» **AIM**: Rescale the lines from the one containing "Annotate every instance of the white maple" through the final line, repeating each one, requests included, with every point coordinate in the answers multiplied by 0.85 and rounded to a whole number, halves rounding up. Keep the numbers in the requests and their format samples unchanged.

» **GIVEN INFORMATION**:

** BEGIN **

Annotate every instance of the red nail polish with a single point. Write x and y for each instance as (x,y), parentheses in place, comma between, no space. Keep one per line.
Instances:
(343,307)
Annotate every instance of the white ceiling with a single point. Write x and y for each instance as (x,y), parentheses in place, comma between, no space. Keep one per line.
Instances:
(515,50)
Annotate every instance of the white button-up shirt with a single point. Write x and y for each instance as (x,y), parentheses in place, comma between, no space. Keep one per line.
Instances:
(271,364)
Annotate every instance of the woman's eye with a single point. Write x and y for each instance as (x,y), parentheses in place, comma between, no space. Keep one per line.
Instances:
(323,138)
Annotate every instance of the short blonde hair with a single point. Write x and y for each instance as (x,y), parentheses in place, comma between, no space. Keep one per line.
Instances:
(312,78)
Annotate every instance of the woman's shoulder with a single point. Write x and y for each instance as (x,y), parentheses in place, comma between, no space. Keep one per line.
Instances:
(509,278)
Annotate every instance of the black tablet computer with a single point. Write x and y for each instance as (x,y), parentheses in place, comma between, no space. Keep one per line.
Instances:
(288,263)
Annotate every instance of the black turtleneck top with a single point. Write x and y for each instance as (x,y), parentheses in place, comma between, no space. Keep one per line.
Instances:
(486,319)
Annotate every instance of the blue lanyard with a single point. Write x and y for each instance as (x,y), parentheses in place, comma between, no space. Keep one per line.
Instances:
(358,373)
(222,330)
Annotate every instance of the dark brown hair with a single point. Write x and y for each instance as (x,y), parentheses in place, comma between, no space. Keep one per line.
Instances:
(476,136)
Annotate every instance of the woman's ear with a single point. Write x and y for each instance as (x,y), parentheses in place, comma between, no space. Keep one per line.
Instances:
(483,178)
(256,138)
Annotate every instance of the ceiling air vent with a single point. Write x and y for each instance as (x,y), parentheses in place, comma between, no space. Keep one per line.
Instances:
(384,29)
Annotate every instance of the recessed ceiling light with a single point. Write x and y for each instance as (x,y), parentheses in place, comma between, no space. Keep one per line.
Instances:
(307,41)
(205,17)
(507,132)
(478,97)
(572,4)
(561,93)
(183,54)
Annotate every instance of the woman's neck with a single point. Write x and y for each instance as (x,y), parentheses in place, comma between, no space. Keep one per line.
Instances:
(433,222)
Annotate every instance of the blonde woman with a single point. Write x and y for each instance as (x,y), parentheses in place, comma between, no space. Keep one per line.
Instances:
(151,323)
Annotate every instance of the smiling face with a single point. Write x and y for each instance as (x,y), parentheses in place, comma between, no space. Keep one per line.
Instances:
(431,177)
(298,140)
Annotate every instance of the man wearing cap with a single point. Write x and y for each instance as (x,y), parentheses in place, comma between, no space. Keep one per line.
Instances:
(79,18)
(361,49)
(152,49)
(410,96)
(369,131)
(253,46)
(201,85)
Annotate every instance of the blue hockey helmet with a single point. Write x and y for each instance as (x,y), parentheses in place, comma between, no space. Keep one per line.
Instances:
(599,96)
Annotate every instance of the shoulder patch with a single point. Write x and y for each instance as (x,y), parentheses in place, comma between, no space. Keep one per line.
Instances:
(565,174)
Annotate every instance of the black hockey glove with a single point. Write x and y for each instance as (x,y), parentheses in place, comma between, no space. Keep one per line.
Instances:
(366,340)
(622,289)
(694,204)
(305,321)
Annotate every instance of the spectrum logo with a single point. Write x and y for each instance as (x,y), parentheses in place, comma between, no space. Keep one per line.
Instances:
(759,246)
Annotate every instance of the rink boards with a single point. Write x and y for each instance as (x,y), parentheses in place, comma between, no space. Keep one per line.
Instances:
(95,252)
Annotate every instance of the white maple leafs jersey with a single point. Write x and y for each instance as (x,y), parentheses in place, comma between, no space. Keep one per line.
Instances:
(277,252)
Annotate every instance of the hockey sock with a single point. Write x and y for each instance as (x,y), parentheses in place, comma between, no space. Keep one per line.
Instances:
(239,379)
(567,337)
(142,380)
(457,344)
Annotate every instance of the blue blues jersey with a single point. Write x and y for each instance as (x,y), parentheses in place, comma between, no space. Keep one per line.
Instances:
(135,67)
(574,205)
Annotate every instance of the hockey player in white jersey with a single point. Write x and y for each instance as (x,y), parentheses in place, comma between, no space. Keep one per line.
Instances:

** END **

» **SOLUTION**:
Annotate every instance of the white maple leafs jersey with a single point. Write x and y for each instance as (x,y), parentheses in place, comma between, no space. Keep one per line.
Instances:
(235,214)
Annotate every instance of the hockey sock with a single point. Write x and y for each instance as (x,y), parentheses in place, comma between, no space. Keep one per line.
Instances:
(203,322)
(482,286)
(121,323)
(388,292)
Annotate every instance of the blue blues jersey with a single point. Write x and y for each instance as (x,y), parentheses in place, comma between, no space. Keep one per line.
Instances:
(115,57)
(488,174)
Annotate every instance of the hockey player in white jersey with a single point. Write x and y for each instance as (x,y), parentheses in place, comma between, no space. Keep one per line.
Instances:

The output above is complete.